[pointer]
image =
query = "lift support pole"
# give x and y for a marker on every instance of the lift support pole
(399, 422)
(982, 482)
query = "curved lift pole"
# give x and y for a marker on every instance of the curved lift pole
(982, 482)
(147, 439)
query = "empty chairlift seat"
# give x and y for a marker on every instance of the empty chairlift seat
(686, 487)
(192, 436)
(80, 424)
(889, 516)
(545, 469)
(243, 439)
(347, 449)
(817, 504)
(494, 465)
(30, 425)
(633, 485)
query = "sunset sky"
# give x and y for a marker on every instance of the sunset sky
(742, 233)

- What to do -
Reproduce, exactly and only, the lines running from the one with "the lift support pole" to the end of the listing above.

- Solution below -
# give x and y for a marker on every instance of the lift support pole
(399, 422)
(982, 482)
query = "curved lift pole"
# give x and y for a marker on every instance of the curved lift pole
(982, 482)
(147, 439)
query = "empty chairlift seat"
# give x and y for a marker on every instance of the empty chairlift seat
(686, 487)
(192, 436)
(80, 424)
(889, 516)
(545, 469)
(243, 439)
(347, 449)
(817, 504)
(494, 465)
(30, 425)
(633, 485)
query = "sunset sky"
# give x and y for a marker on every instance of the sunset sky
(742, 233)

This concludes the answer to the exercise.